Dataset excerpts
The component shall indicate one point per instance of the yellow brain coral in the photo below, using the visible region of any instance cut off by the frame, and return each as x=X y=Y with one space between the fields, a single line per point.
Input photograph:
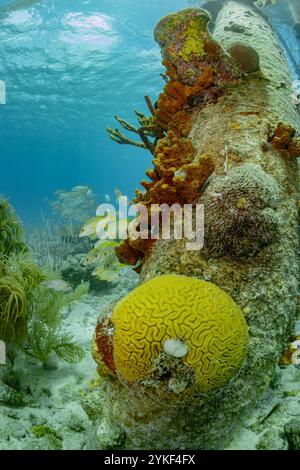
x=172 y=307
==
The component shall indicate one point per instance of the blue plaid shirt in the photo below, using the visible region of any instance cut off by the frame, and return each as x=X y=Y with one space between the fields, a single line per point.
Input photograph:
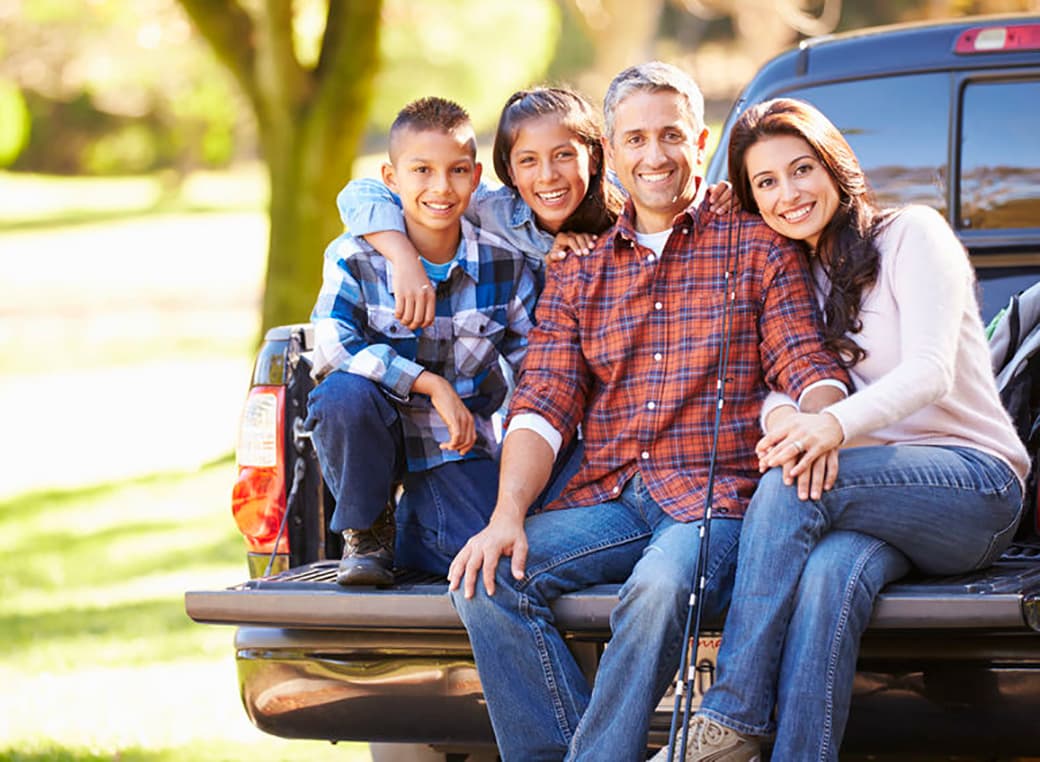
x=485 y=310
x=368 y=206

Problem to work on
Please render the lines starting at the one containing "of the yellow" and ending at the one containing "x=172 y=307" as a numbered list, skipping any blank lines. Leave the pictures out of your answer.

Task answer
1. The component shall indicate one point per instance of the yellow brain coral in the photo below, using the visible region of any instance cut off by the frame, and return each as x=X y=Y with one space between the fields, a single line per point.
2. Input photograph:
3. x=172 y=307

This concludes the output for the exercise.